▶ **Text provided**:

— START —

I dont think it has an extraneous solution because I got x=16

- anonymous

well could you help me find one with one please? using the a√x+b+c=d formula thingy

- stefrheart

Sure!

- stefrheart

So you do understand what an extraneous solution is correct?

- anonymous

i think it is how it solves the problem but if you plug it back in it doesnt work out

- anonymous

like if you solve the radical but if you plug it in to check the answer will not work out

- stefrheart

Yes that is correct! :)

- anonymous

im not sure how to like create and solve a radical like that though... ;(

- anonymous

Create two radical equations: one that has an extraneous solution, and one that does not have an extraneous solution. Use the equation below as a model.
a√x+b+c=d
Use a constant in place of each variable a, b, c, and d. You can use positive and negative constants in your equation.

— END —

▶ **Information shown**:

— START —

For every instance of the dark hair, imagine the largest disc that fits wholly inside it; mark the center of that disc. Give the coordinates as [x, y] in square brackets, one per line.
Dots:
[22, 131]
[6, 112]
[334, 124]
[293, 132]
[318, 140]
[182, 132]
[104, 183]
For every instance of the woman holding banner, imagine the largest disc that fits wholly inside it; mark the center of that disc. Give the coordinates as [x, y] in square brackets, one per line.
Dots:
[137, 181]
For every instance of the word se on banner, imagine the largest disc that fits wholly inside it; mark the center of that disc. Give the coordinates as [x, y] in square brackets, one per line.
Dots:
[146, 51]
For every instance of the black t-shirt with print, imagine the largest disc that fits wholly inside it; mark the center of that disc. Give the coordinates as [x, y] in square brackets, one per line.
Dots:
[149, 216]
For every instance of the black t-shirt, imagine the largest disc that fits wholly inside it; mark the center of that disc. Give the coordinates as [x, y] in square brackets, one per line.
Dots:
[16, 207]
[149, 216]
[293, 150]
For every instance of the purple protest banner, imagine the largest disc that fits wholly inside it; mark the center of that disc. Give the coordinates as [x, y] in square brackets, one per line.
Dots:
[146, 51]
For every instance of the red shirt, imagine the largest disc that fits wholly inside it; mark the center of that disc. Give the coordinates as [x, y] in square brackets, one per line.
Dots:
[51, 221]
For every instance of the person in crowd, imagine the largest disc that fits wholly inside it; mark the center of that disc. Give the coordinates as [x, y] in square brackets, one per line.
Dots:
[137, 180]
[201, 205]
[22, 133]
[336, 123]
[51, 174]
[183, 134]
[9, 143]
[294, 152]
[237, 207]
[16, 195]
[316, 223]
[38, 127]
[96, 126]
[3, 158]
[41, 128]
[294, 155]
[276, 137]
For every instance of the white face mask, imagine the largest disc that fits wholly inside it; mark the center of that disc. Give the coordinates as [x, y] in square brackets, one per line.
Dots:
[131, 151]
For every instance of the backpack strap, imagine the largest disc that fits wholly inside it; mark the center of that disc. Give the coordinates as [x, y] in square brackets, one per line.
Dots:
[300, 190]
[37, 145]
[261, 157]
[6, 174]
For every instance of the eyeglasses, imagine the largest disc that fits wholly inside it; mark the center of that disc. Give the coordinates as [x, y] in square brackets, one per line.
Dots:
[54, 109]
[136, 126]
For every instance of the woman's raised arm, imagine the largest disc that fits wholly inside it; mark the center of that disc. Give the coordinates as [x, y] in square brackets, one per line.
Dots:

— END —

▶ **Task requirements**: Write the next part of the forum thread on extraneous solutions in radical equations, picking up right after its final line. The items above have nothing to do with what comes next.

▶ **Task output**:
- stefrheart

is it \[a \sqrt{x+b+c}=d\] or \[a \sqrt{x} + b + c=d\]

- phi

try something like
\[ \sqrt{x+2} + 1 = -1 \]

- anonymous

the first one @stefrheart

- anonymous

@phi the only problem is is that i don't know how to solve that equation to check if it has an extraneous solution

- stefrheart

To solve that all you need to do is subtract the one on both sides to create
\[\sqrt{x+2}=-2\]
and then square both sides
\[(\sqrt{x+2})^{2}=(-2)^{}\]
and then solve

- stefrheart

just for phi's equation

- dinamix

x=-8 @stefrheart

- dinamix

@kenzi041

- anonymous

i dont even know. i never learned radicals

- stefrheart

oh you dont know what a radical is or how to work with it?

- anonymous

we had a large learning gap because they changed curriculums

- anonymous

not really.

- stefrheart

Ah okay so you should learn what a radical is first then, before proceeding with the problem

- anonymous

oh.

- stefrheart

It would make alot more sense before solving this. Do you know what a \[x ^{2}\] is? It would be easier to teach you if you knew what it is

- anonymous

x squared?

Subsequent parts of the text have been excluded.